### THE INPUT
......

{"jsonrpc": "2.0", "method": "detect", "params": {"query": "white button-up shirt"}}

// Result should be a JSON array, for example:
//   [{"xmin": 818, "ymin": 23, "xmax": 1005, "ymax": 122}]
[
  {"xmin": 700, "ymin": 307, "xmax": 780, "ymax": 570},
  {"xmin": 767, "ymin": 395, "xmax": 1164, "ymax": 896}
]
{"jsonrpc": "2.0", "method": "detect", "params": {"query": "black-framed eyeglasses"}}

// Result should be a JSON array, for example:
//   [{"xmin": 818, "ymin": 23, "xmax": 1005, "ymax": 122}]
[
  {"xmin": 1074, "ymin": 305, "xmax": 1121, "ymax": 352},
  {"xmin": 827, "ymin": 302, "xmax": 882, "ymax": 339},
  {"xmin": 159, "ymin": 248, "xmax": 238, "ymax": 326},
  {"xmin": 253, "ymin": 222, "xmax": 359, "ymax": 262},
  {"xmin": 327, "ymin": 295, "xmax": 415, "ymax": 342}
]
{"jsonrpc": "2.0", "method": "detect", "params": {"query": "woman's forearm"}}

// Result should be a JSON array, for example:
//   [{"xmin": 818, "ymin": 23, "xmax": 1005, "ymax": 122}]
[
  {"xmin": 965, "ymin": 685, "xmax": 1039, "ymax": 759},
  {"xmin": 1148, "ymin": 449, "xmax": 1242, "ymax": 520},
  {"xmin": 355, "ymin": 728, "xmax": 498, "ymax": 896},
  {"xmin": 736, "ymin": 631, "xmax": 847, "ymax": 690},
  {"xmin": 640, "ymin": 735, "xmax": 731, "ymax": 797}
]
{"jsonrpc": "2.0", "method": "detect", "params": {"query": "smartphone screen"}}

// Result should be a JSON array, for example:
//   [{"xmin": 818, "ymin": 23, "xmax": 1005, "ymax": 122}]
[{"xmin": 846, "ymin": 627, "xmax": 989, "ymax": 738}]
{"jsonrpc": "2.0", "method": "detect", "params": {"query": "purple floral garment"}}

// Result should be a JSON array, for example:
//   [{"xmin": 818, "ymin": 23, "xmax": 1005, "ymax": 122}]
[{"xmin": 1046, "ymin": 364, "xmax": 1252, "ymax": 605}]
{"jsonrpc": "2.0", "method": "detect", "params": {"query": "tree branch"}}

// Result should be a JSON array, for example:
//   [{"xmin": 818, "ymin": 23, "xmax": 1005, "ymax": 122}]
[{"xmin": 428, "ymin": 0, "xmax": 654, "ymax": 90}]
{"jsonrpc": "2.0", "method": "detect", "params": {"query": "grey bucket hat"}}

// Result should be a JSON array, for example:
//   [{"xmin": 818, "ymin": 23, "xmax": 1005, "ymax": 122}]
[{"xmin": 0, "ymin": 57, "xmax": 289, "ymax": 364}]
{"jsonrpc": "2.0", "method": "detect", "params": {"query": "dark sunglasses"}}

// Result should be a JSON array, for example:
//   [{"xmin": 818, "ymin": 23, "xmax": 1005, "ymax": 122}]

......

### WHAT YOU HAVE TO DO
Please report every line in the listing above that contains the string "method", copying each such line in full. Matching is case-sensitive.

### THE RESPONSE
{"jsonrpc": "2.0", "method": "detect", "params": {"query": "white button-up shirt"}}
{"jsonrpc": "2.0", "method": "detect", "params": {"query": "black-framed eyeglasses"}}
{"jsonrpc": "2.0", "method": "detect", "params": {"query": "woman's forearm"}}
{"jsonrpc": "2.0", "method": "detect", "params": {"query": "smartphone screen"}}
{"jsonrpc": "2.0", "method": "detect", "params": {"query": "purple floral garment"}}
{"jsonrpc": "2.0", "method": "detect", "params": {"query": "tree branch"}}
{"jsonrpc": "2.0", "method": "detect", "params": {"query": "grey bucket hat"}}
{"jsonrpc": "2.0", "method": "detect", "params": {"query": "dark sunglasses"}}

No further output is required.